-------- INPUT FOR THIS TASK

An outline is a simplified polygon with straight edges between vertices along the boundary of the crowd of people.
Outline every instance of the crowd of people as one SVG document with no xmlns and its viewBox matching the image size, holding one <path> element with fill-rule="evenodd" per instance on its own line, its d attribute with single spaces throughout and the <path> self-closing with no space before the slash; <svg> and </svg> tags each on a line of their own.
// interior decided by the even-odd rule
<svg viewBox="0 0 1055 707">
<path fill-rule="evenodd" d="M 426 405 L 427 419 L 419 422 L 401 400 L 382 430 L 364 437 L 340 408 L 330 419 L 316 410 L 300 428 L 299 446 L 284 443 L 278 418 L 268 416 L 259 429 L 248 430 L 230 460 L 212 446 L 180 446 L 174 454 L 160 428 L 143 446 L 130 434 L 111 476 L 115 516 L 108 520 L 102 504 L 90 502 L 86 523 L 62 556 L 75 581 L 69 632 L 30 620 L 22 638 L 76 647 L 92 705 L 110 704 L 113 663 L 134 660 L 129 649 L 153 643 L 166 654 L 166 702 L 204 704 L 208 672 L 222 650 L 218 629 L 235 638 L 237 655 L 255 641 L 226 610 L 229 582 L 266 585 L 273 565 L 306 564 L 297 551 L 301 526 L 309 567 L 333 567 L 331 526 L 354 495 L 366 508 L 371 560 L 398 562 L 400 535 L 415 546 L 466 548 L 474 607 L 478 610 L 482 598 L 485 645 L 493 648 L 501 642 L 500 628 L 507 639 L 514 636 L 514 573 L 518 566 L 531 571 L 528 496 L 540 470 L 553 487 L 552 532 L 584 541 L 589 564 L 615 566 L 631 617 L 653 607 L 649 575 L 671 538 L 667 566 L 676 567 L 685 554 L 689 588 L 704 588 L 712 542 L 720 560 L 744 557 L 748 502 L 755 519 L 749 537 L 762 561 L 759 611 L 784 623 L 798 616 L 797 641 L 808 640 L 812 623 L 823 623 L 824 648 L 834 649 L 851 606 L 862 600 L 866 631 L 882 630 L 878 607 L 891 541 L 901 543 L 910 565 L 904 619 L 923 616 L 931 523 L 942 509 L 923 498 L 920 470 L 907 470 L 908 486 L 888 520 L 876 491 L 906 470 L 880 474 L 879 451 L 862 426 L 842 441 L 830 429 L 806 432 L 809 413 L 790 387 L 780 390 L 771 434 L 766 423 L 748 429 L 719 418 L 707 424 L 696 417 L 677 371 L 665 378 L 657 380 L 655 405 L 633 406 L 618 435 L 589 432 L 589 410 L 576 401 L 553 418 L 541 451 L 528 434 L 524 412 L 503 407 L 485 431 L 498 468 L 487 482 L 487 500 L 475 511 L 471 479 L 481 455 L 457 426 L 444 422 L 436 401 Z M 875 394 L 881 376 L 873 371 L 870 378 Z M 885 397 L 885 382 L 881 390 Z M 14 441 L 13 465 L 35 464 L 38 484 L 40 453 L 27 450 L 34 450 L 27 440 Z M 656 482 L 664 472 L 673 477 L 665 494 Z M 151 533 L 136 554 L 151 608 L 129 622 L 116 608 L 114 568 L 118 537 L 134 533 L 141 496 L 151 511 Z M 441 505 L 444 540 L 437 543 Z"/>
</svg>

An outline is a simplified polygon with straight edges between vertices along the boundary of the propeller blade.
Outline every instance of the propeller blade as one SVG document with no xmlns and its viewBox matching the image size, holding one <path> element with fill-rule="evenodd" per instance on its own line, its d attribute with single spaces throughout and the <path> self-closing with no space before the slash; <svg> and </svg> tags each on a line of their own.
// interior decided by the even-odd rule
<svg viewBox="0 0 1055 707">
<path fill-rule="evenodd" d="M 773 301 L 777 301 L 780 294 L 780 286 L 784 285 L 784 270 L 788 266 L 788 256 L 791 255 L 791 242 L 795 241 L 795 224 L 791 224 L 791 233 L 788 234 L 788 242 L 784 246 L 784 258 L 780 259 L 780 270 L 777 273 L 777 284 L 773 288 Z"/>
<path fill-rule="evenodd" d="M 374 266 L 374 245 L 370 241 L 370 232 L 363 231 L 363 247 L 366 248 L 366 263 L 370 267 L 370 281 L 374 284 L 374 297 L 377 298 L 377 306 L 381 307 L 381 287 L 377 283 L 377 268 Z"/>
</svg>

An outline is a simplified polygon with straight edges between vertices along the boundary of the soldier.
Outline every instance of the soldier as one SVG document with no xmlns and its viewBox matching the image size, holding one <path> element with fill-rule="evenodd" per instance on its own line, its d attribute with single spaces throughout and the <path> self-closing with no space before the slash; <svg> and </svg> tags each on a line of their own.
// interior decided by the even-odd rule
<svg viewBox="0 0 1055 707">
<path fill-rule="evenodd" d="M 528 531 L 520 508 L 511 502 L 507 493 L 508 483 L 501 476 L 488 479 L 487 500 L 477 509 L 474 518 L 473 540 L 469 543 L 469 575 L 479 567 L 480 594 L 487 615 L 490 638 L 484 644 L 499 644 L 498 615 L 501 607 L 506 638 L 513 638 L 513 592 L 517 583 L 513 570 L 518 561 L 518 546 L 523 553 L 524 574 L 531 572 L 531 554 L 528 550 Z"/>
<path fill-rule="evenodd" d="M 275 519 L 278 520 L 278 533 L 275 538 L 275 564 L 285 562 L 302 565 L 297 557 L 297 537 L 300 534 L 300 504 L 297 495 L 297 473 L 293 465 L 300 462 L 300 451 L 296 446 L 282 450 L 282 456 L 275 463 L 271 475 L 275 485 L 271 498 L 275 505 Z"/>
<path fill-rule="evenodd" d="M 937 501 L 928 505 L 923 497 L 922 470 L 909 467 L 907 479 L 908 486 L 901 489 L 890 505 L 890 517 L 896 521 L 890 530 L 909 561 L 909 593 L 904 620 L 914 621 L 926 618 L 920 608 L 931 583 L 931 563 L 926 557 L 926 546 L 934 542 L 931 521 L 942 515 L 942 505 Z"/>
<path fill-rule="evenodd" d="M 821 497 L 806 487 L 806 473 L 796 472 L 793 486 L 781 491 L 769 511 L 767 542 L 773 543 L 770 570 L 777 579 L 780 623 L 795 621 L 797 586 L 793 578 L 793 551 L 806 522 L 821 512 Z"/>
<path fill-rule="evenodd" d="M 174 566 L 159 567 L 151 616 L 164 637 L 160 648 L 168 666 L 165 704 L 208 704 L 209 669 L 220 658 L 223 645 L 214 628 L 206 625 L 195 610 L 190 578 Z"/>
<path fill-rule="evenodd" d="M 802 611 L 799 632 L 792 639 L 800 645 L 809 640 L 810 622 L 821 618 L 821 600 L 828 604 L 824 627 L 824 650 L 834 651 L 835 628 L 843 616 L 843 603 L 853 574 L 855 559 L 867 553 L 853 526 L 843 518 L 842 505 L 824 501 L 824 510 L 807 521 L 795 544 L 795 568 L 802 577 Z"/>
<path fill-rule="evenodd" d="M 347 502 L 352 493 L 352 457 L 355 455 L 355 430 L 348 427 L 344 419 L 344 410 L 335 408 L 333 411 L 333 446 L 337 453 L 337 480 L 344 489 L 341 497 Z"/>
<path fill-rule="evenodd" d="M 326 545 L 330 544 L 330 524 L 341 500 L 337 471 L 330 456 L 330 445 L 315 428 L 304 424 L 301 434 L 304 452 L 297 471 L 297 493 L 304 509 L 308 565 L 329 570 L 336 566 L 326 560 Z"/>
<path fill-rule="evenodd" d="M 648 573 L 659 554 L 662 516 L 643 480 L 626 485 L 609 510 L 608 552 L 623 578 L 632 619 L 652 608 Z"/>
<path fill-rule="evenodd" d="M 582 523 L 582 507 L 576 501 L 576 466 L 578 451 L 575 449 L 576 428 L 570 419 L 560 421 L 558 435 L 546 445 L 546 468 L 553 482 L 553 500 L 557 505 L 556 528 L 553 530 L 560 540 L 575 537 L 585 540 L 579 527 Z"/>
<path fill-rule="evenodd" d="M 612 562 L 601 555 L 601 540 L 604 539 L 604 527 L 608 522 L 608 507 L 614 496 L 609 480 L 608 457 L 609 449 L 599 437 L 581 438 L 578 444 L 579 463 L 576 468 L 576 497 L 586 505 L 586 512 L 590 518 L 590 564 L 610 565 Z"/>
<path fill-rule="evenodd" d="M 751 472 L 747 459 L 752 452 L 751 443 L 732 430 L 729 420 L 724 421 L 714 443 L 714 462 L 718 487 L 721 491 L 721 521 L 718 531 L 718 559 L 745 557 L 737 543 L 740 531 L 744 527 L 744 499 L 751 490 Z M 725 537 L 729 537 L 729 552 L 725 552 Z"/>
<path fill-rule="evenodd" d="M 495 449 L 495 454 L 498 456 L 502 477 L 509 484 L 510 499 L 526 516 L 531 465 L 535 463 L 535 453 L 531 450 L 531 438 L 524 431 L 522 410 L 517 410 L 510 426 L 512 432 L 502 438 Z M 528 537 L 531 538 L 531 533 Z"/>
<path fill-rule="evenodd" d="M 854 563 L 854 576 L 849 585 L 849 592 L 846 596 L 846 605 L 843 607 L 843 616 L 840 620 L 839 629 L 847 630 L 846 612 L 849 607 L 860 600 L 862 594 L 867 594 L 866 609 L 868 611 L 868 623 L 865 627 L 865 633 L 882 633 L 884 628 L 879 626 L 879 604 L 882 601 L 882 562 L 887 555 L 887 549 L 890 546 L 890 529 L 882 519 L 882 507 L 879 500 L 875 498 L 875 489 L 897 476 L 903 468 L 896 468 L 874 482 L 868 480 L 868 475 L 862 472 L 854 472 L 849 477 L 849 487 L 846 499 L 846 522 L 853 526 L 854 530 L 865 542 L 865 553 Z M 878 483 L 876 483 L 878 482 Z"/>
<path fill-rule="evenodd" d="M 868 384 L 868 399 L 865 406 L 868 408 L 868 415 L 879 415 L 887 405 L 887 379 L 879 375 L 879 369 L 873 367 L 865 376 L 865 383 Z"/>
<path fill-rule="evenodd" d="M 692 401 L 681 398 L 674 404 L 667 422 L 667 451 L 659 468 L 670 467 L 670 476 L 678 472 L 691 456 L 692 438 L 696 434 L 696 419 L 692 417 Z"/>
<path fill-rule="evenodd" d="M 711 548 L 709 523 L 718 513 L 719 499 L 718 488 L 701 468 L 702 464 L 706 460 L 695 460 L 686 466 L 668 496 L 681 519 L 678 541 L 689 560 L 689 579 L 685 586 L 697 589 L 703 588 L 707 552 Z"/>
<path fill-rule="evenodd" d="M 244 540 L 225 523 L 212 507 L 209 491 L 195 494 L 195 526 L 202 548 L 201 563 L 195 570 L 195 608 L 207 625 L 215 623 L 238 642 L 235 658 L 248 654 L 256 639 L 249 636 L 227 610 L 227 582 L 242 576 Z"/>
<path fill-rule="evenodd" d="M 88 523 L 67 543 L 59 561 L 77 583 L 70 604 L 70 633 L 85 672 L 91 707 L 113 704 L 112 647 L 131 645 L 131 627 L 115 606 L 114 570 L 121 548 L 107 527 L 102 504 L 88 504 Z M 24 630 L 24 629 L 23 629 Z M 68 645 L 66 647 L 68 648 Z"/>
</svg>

----------------

DIRECTIVE: Output, unchanged, the lines running from the line with "the propeller blade." up to and including the line with "Outline every instance of the propeller".

FINISHED ANSWER:
An outline is a simplified polygon with straight edges between vertices along the boundary of the propeller blade.
Outline every instance of the propeller blade as one SVG document with no xmlns and its viewBox matching the image size, holding one <path> element with fill-rule="evenodd" per instance on its own line, its d attribute with single spaces throughout and the <path> self-closing with no space before the slash; <svg> and </svg> tags each on a line of their own.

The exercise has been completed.